— Work order —
What is needed is an exact copy of the records below, with the pictures left out.

[Stored data]
-.-.-

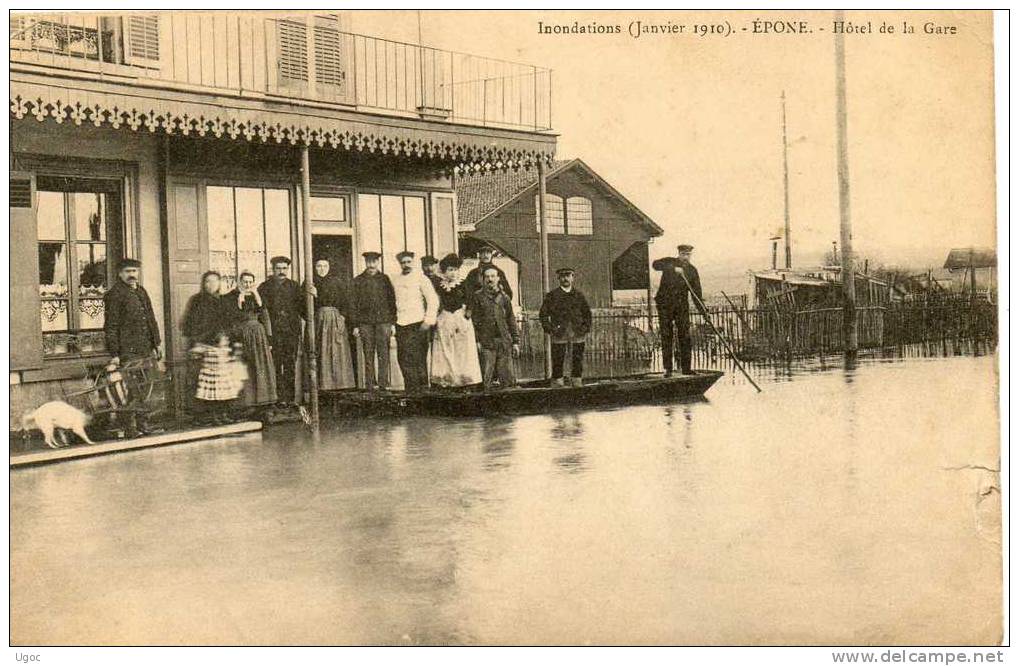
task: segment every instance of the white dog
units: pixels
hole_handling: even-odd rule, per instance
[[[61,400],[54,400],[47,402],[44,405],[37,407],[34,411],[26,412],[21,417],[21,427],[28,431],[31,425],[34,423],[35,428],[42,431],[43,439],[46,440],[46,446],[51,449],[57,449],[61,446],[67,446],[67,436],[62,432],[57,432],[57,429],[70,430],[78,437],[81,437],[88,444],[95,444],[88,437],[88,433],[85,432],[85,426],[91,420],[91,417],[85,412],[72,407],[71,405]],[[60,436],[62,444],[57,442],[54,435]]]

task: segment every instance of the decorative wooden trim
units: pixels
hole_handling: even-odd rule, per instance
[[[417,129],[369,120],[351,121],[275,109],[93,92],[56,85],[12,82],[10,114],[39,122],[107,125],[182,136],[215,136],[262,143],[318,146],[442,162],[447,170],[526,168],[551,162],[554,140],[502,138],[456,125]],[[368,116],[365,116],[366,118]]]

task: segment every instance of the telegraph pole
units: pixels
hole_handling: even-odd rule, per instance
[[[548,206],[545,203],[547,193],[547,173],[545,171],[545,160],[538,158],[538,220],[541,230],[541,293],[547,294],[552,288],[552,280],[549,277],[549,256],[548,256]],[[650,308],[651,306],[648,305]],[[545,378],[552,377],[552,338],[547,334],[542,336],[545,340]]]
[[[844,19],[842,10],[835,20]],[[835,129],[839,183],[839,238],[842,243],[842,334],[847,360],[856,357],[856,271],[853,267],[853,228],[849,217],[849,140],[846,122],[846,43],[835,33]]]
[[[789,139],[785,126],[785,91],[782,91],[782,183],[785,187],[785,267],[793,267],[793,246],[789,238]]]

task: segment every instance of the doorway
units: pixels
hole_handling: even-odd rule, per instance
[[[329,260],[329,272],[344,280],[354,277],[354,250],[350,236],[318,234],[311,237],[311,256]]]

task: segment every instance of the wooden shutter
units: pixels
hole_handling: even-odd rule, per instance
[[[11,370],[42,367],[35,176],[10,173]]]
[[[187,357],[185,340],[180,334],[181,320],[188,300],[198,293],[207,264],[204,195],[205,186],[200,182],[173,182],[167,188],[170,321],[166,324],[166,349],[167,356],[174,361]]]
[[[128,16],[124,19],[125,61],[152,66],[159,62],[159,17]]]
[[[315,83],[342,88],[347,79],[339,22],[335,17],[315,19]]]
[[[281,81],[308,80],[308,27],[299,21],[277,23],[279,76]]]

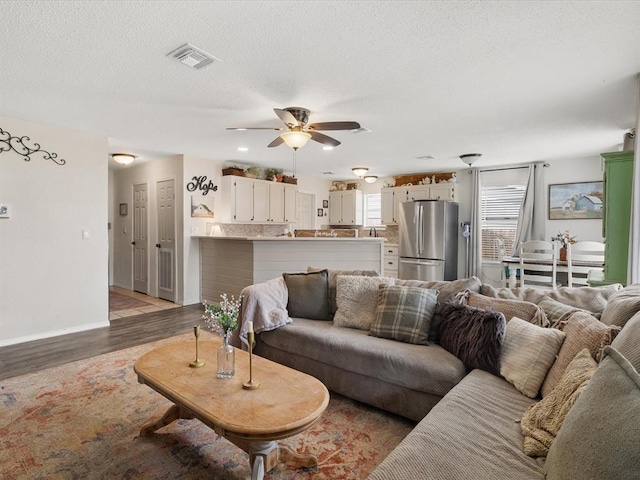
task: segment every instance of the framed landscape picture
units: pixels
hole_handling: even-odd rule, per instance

-.-.-

— Exercise answer —
task: segment every instance of the white dog
units: pixels
hole_handling: even-odd rule, per instance
[[[61,400],[54,400],[47,402],[44,405],[37,407],[34,411],[26,412],[21,417],[21,427],[28,431],[31,425],[34,423],[35,428],[42,431],[43,439],[46,440],[46,446],[51,449],[57,449],[61,446],[67,446],[67,436],[62,432],[57,432],[57,429],[70,430],[78,437],[81,437],[88,444],[95,444],[88,437],[88,433],[85,432],[85,426],[91,420],[91,417],[85,412],[72,407],[71,405]],[[60,436],[62,444],[57,442],[54,435]]]

task: segment every instance of the decorative wooden trim
units: pixels
hole_handling: even-odd rule, per instance
[[[417,129],[369,120],[351,121],[275,109],[93,92],[56,85],[12,82],[10,114],[39,122],[107,125],[182,136],[215,136],[262,143],[318,146],[442,162],[447,170],[526,168],[551,162],[554,140],[502,138],[456,125]],[[368,116],[365,116],[366,118]]]

task: segment every instance of the telegraph pole
units: pixels
hole_handling: even-odd rule, per instance
[[[548,206],[545,203],[547,193],[547,173],[545,171],[545,160],[538,158],[538,220],[541,230],[541,293],[547,294],[552,288],[552,280],[549,277],[549,256],[548,256]],[[650,308],[651,306],[648,305]],[[545,378],[552,377],[552,338],[547,334],[542,336],[545,340]]]
[[[844,19],[842,10],[835,20]],[[835,129],[839,183],[839,238],[842,243],[842,334],[847,360],[856,357],[856,271],[853,267],[853,228],[849,217],[849,140],[846,122],[846,43],[835,33]]]
[[[789,139],[785,126],[785,91],[782,91],[782,183],[785,187],[785,267],[793,267],[793,246],[789,238]]]

task: segment every instance of the doorway
units: pixels
hole_handling: even-odd rule, per instance
[[[329,260],[329,272],[344,280],[354,277],[354,250],[350,236],[318,234],[311,237],[311,256]]]

task: segment every instance of the wooden shutter
units: pixels
hole_handling: even-odd rule, per instance
[[[11,370],[42,367],[35,176],[10,173]]]
[[[187,357],[185,340],[180,334],[181,320],[188,300],[198,293],[207,264],[204,195],[205,186],[200,182],[173,182],[167,188],[170,321],[166,324],[166,349],[167,356],[174,361]]]
[[[128,16],[124,19],[125,61],[152,66],[159,62],[159,17]]]
[[[315,83],[342,88],[347,79],[339,22],[335,17],[315,19]]]
[[[281,81],[308,80],[308,27],[299,21],[277,23],[279,76]]]

task: segment every instance of the framed landscape picture
units: pixels
hole_handling: even-odd rule, per instance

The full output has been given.